### Passage shown
---*---

Five years ago, on the 28th of January, we stood as a family in a stuffy hospital room. We crammed around my sister who sat up in bed, after a day of intense testing, ready to eat some lasagna.
The air in the room was humid. But heavier was the news that was about to come, and jolted us from post-Australia day celebrations.
“Samantha, you have Acute Lymphoblastic Leukaemia. If you don’t start treatment immediately you have three months to live. You will never have children.”
The words punctured us, and hung about in the room. Immediately, she started treatment- chemotherapy. Immediately, the doctors began the search for a bone marrow transplant. If chemo didn’t work, she would need a transplant to survive.
Thirty-three per cent of bone marrow transplants are sibling-related. My brother and I were not a match.
Six months on, my sister had lost her hair, her skin had become sallow, her eyes were tired, her eyebrows were gone. Six months on, after tests, MRIs and lumber-punctures, and blood transfusions, and chemotherapy, an MDR said that she was in the High Risk Category, which meant the risk of relapse was greater. The need for a donor became urgent.

---*---

### Entries provided
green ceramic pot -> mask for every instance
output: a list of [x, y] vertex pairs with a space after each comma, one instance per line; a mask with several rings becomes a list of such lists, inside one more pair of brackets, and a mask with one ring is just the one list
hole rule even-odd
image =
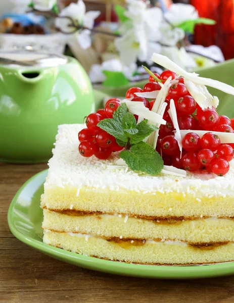
[[92, 86], [73, 58], [18, 55], [0, 52], [0, 161], [45, 162], [58, 125], [81, 123], [93, 112]]

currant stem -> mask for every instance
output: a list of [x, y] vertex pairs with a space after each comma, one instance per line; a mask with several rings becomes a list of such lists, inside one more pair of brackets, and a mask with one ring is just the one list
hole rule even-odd
[[130, 149], [130, 138], [128, 138], [127, 144], [125, 145], [126, 150], [129, 150]]
[[146, 66], [144, 66], [144, 65], [142, 65], [142, 66], [145, 69], [145, 70], [147, 72], [147, 73], [150, 74], [150, 75], [152, 76], [153, 78], [157, 81], [157, 82], [162, 83], [163, 81], [160, 79], [159, 79], [157, 77], [156, 77], [155, 75], [149, 69], [149, 68], [147, 68]]
[[198, 119], [197, 118], [197, 117], [195, 116], [195, 115], [194, 115], [194, 114], [191, 114], [191, 115], [190, 116], [192, 116], [192, 117], [193, 117], [193, 118], [194, 119], [195, 119], [196, 120], [198, 121]]

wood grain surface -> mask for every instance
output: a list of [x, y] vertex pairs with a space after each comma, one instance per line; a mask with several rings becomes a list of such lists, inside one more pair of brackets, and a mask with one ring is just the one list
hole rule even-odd
[[7, 212], [18, 189], [46, 168], [0, 163], [0, 302], [234, 302], [234, 276], [162, 280], [114, 276], [45, 256], [11, 233]]

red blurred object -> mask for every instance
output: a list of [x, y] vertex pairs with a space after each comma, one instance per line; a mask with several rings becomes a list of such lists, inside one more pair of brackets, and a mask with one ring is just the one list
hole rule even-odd
[[234, 2], [233, 0], [191, 0], [199, 17], [215, 20], [214, 25], [197, 25], [195, 43], [204, 46], [216, 45], [226, 60], [234, 58]]

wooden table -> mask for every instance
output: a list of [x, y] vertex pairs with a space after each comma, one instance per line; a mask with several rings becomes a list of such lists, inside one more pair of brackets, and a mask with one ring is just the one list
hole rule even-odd
[[0, 302], [234, 302], [234, 276], [159, 280], [121, 277], [83, 269], [36, 251], [11, 233], [12, 199], [46, 165], [0, 164]]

---*---

### Exercise requirements
a) In the account of the sister's leukemia, what share of bone marrow transplants does it say are sibling-related?
b) Carry the account of the sister's leukemia forward from its final sentence.

### Results for each task
a) Thirty-three percent.

b)
In Australia, eight people every day are diagnosed with Leukaemia or a similar blood-related illness. Of those people, 67 per cent of them who require a bone marrow transplant will need to look on the Australian, or global registry.
The waiting seemed endless. Yet on the 3rd of September, just days before my birthday, my sister received a gift from a stranger. A tiny packet of blood was sent from the US. It was her bone marrow transplant. It was to be given as a transfusion.
This older Caucasian man, who was Sam’s match, sent his blood with a card. He said that his wife’s friend had been diagnosed with Leukaemia years ago. He and his friends decided to go on the registry. He was delighted to be a match.
That man saved my sister’s life.
We were among the lucky ones. Of the donors on the worldwide registry, 85 per cent are Caucasian. Sam’s match took eight months to find, and it felt like a lifetime. It easily could have cost us that.
One in 1000 donors on the registry will be a match for the patient needing a transplant. Fifteen per cent of people on the registry are from non-European or mixed ethnic backgrounds, and the search for a match for them is even direr. As the Leukaemia Foundation explains, “Because a person’s tissue type is directly related to his or her ethnic origin, Australia needs donors who reflect many different communities. Without this it becomes difficult to find matched donors of non-European or mixed ethnic backgrounds.”